-- Stored records --
- Opening Delimiter -
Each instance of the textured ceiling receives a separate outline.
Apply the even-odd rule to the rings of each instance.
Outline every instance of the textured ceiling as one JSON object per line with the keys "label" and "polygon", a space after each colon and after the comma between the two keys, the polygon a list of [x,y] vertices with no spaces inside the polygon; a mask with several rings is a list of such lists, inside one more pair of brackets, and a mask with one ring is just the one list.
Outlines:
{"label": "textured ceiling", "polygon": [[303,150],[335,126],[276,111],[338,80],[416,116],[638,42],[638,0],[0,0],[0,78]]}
- Closing Delimiter -
-- Work request --
Write the data out once more. Keep every word the same.

-- Solution for this task --
Each instance of the textured ceiling receives a separate outline.
Apply the even-odd rule to the rings of each instance.
Outline every instance of the textured ceiling as one JSON object per line with the keys "label" and "polygon", a space after each colon and after the comma between the two keys, the polygon a list of [x,y] vertices with no spaces inside the polygon; a mask with several rings is a list of such lists, inside one more pair of brackets, and a mask with one ring is just the one list.
Outlines:
{"label": "textured ceiling", "polygon": [[303,150],[335,126],[276,111],[338,80],[416,116],[638,42],[638,0],[0,0],[0,78]]}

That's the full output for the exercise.